PROBLEM DESCRIPTION: Tally the lines of the listing that contain the string "olive". Give the number and nothing else.

RECORDS:
>>>
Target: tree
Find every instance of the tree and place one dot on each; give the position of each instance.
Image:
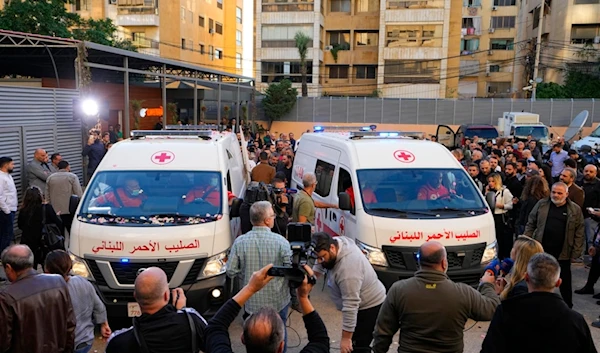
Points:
(51, 18)
(302, 41)
(279, 100)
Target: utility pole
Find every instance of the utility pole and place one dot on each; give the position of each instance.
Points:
(538, 49)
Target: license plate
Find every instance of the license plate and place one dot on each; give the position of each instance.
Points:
(133, 310)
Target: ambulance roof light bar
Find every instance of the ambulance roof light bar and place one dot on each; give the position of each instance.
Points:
(321, 128)
(203, 134)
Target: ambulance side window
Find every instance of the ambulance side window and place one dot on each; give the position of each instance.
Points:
(324, 173)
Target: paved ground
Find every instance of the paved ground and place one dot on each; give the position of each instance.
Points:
(473, 337)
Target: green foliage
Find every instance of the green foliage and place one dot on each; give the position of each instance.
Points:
(51, 18)
(302, 41)
(279, 100)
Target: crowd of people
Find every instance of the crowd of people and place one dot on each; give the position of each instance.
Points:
(546, 214)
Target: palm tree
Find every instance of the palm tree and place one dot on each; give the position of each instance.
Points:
(302, 41)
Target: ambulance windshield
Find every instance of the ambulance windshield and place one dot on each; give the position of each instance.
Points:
(389, 192)
(152, 198)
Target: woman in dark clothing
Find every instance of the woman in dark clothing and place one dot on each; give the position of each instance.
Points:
(30, 222)
(536, 188)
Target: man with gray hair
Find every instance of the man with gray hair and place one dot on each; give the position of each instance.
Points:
(303, 210)
(36, 313)
(256, 249)
(557, 223)
(165, 324)
(540, 313)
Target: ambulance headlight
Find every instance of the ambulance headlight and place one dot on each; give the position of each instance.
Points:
(214, 266)
(490, 253)
(374, 255)
(80, 268)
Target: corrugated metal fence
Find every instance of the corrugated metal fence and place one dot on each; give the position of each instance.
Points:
(32, 118)
(553, 112)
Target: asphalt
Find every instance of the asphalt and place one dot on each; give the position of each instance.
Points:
(474, 331)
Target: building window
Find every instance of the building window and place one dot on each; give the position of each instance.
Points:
(238, 61)
(338, 71)
(289, 70)
(414, 36)
(585, 34)
(368, 72)
(502, 44)
(339, 6)
(339, 38)
(411, 71)
(324, 172)
(238, 37)
(414, 4)
(503, 22)
(499, 89)
(505, 2)
(287, 5)
(367, 5)
(275, 36)
(238, 15)
(469, 46)
(366, 39)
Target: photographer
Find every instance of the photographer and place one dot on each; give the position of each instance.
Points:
(277, 195)
(263, 331)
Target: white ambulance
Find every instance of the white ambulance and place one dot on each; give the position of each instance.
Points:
(395, 193)
(160, 199)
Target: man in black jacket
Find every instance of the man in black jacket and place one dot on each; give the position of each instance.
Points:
(264, 330)
(540, 313)
(163, 327)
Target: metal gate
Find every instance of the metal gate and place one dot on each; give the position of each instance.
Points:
(32, 118)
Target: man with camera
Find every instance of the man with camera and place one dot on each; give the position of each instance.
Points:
(254, 250)
(355, 288)
(277, 195)
(264, 330)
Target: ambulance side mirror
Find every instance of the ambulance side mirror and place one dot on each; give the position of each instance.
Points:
(73, 203)
(234, 210)
(344, 201)
(490, 197)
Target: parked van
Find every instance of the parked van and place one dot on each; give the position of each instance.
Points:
(395, 193)
(160, 199)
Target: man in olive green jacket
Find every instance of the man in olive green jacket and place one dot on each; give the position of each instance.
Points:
(557, 223)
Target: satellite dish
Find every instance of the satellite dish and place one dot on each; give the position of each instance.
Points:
(576, 125)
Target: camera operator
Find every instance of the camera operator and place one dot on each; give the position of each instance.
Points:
(276, 193)
(264, 331)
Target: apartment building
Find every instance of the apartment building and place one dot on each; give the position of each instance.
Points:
(567, 28)
(203, 32)
(489, 66)
(389, 48)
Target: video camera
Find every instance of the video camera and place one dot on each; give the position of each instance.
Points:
(299, 236)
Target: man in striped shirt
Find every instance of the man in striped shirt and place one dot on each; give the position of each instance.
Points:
(256, 249)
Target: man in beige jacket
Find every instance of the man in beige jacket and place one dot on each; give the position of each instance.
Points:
(59, 188)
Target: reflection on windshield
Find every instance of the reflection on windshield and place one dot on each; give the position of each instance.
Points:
(152, 198)
(422, 191)
(537, 132)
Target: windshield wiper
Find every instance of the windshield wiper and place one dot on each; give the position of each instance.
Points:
(404, 212)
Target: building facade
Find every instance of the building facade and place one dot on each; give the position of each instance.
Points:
(202, 32)
(568, 27)
(489, 66)
(387, 48)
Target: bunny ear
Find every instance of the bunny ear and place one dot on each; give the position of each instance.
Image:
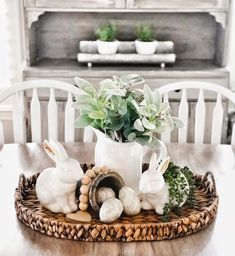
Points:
(164, 165)
(153, 162)
(49, 149)
(59, 151)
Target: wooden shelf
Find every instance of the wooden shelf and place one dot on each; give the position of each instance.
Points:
(63, 68)
(129, 10)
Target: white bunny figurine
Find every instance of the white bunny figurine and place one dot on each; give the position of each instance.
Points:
(155, 193)
(56, 186)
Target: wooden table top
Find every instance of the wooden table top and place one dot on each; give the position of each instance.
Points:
(217, 239)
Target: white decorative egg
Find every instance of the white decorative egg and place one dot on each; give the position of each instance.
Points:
(103, 194)
(111, 210)
(130, 201)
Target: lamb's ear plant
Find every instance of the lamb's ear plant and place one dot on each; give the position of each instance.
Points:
(144, 33)
(124, 112)
(107, 32)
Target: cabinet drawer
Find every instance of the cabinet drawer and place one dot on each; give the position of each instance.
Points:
(200, 4)
(92, 4)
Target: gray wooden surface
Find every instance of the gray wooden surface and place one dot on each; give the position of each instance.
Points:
(128, 3)
(125, 47)
(217, 240)
(185, 30)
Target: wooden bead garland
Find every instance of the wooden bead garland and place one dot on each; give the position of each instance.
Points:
(86, 182)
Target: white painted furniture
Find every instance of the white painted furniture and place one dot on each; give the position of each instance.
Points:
(36, 114)
(200, 111)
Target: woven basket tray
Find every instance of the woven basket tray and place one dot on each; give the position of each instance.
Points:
(146, 226)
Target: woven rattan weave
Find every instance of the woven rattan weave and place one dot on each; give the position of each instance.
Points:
(146, 226)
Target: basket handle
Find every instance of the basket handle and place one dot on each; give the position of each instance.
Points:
(211, 175)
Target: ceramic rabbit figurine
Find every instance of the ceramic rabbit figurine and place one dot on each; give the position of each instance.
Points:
(56, 186)
(155, 191)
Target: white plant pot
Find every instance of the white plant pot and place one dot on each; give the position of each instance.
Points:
(126, 158)
(107, 47)
(145, 47)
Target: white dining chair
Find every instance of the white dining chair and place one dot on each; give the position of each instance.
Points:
(36, 114)
(200, 110)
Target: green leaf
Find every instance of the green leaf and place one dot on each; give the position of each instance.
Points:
(138, 125)
(122, 110)
(97, 115)
(135, 104)
(116, 92)
(82, 121)
(115, 124)
(148, 95)
(147, 124)
(177, 122)
(131, 137)
(144, 110)
(161, 129)
(143, 140)
(107, 84)
(126, 132)
(85, 86)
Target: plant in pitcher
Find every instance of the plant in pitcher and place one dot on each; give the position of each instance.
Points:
(124, 118)
(123, 112)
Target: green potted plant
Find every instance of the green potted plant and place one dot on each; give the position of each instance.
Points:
(106, 38)
(124, 119)
(145, 42)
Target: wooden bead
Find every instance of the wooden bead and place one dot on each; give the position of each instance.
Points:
(86, 180)
(84, 189)
(90, 173)
(83, 198)
(96, 169)
(83, 206)
(104, 168)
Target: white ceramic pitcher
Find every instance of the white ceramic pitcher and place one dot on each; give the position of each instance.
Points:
(126, 158)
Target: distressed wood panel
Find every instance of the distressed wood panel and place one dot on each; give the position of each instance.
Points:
(175, 27)
(177, 4)
(191, 121)
(81, 3)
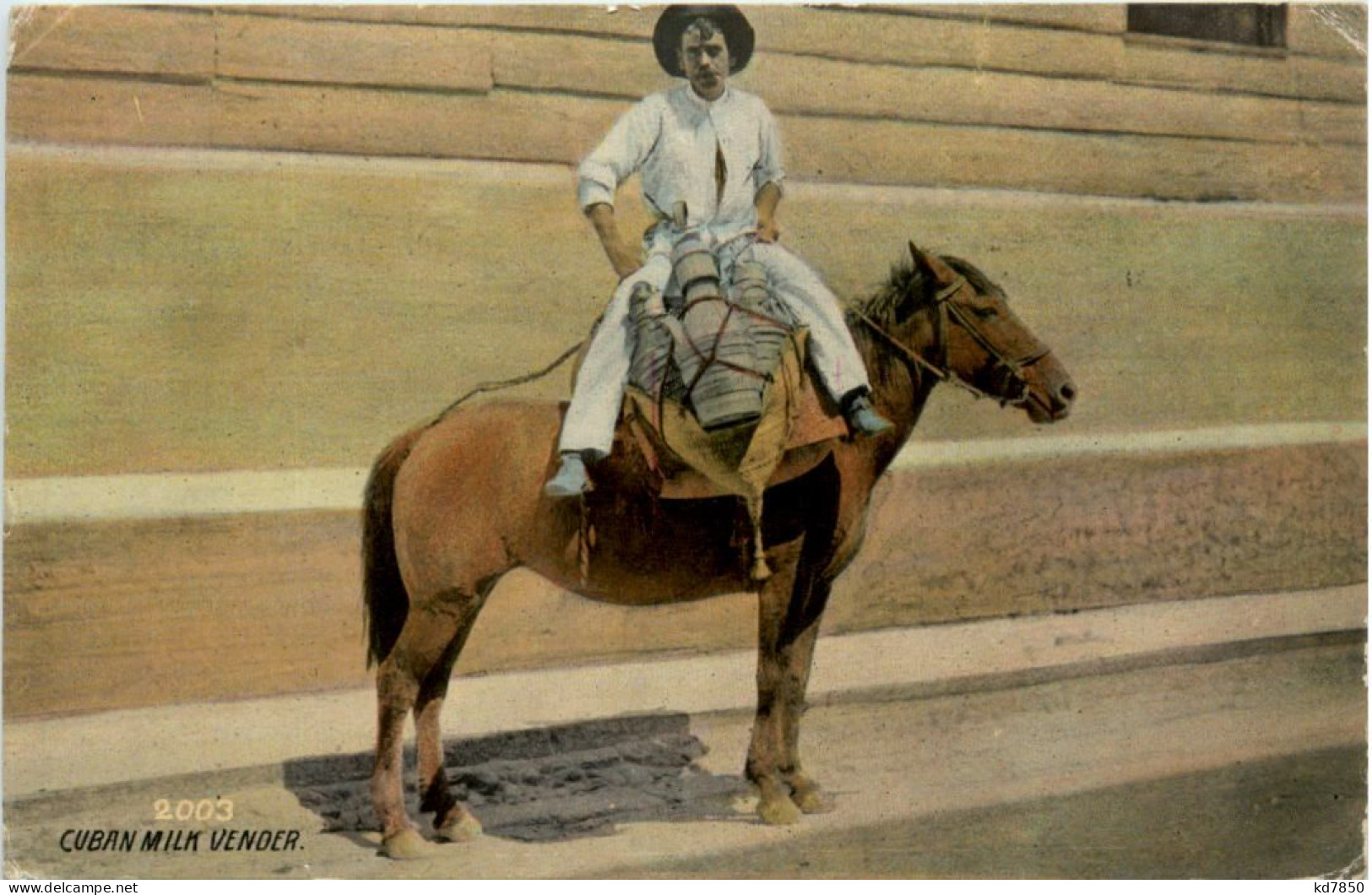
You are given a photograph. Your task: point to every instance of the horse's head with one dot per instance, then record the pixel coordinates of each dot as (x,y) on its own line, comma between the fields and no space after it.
(957,324)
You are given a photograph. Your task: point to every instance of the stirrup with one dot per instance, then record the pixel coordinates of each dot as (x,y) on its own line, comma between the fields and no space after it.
(863,419)
(571,478)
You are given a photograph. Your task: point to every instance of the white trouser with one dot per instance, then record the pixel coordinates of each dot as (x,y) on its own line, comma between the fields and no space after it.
(599,393)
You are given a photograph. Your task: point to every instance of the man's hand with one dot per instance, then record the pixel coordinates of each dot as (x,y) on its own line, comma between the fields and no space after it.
(623,257)
(767,231)
(766,202)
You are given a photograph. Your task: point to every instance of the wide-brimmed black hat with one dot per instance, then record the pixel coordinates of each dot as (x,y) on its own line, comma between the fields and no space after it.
(671,24)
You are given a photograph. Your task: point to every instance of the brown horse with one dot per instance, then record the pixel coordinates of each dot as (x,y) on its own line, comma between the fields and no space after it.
(456,504)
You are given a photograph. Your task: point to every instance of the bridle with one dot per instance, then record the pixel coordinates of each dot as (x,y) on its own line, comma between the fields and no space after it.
(947,307)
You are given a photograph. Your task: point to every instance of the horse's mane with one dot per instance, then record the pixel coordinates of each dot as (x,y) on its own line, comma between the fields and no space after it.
(907,283)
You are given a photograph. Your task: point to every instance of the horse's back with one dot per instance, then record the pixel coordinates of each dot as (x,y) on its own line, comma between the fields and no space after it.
(469,491)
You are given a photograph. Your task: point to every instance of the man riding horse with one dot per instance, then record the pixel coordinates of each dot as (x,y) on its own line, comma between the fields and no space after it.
(709,160)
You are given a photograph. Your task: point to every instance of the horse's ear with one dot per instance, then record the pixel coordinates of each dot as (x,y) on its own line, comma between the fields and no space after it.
(933,265)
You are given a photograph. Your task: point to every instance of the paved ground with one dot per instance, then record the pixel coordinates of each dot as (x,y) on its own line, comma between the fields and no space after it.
(1246,766)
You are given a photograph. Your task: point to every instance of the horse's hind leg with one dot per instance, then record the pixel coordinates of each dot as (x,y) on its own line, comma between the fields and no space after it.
(799,660)
(452,820)
(767,751)
(395,692)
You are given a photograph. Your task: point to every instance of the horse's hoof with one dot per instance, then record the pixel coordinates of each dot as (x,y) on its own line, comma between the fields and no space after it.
(778,811)
(405,846)
(461,828)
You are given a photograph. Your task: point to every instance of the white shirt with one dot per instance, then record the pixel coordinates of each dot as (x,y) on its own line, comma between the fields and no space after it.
(673,138)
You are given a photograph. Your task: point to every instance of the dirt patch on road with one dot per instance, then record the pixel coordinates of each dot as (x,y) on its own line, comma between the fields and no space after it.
(548,784)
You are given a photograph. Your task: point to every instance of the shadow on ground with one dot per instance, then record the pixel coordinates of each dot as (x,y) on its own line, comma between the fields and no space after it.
(548,784)
(1288,817)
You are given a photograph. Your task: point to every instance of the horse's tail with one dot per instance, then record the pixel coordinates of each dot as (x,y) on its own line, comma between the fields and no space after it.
(384,601)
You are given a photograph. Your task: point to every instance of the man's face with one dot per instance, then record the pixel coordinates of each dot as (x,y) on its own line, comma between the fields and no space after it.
(706,62)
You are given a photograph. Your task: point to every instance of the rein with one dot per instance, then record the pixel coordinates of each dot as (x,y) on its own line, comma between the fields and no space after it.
(941,372)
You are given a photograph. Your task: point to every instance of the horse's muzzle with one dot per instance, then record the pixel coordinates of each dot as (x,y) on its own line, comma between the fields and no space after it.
(1049,392)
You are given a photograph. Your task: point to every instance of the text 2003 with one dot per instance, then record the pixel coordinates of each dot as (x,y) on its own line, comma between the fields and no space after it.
(193,811)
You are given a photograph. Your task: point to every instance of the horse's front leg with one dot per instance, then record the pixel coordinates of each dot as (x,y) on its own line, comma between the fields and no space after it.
(767,751)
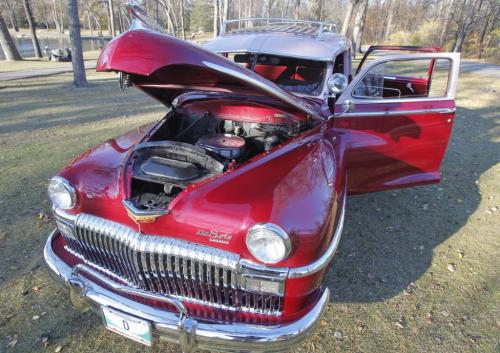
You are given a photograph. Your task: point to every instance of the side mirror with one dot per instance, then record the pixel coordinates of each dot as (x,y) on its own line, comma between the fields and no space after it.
(348,106)
(337,83)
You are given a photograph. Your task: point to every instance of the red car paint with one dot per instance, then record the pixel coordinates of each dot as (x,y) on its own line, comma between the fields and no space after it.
(298,185)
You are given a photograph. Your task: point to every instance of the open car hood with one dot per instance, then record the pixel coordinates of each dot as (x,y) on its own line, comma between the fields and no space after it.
(166,67)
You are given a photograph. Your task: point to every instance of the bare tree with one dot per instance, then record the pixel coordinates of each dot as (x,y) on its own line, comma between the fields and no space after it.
(9,7)
(357,31)
(31,23)
(79,77)
(6,42)
(351,4)
(216,18)
(316,8)
(111,12)
(296,9)
(390,15)
(469,15)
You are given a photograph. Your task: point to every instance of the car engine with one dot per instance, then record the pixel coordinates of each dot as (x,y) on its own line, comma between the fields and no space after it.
(188,148)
<<<
REPLY: 2